======== Raw records

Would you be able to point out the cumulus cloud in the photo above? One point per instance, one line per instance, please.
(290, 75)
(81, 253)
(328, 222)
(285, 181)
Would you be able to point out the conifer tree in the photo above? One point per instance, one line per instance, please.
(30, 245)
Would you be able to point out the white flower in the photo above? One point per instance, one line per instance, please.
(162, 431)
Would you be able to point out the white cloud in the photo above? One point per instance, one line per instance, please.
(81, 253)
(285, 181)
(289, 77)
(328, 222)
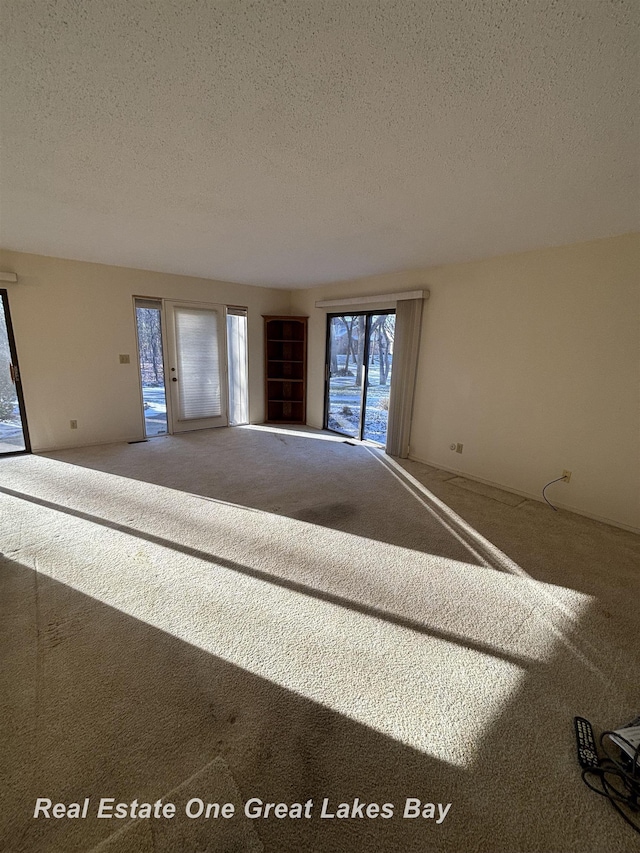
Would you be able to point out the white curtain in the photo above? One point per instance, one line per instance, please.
(403, 376)
(238, 366)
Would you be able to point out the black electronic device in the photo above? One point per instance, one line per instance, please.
(586, 743)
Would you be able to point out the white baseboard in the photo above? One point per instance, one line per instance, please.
(527, 495)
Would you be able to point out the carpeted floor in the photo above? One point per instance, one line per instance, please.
(279, 615)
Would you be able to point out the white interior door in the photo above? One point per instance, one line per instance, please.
(197, 375)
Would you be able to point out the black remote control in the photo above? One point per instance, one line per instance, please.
(587, 752)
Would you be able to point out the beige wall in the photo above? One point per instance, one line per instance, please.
(72, 320)
(532, 361)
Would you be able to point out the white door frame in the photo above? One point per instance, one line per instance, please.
(169, 345)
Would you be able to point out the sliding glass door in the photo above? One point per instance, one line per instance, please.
(359, 362)
(14, 437)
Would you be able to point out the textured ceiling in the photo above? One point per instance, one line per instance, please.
(293, 143)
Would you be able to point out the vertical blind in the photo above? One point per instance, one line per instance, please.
(198, 363)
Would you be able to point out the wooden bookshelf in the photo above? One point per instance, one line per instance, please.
(285, 360)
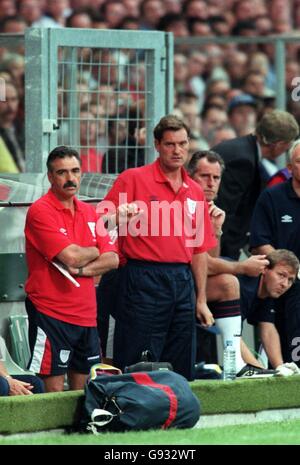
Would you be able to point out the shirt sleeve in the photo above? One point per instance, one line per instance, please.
(42, 231)
(106, 242)
(120, 193)
(209, 240)
(262, 313)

================

Work required: Copy the listing from the line containing "Would you be able to point out the wooden" through the end of the listing, substituting "image" for every "photo" and changing nothing else. Leave the picture out.

Result below:
Would you be able to point out the wooden bookshelf in the image above? One point per instance, one line per instance, please.
(285, 360)
Would you be able to point out the shirt sleeve in the image above? One point per instance, one line per instance, please.
(42, 231)
(106, 242)
(120, 193)
(209, 240)
(262, 313)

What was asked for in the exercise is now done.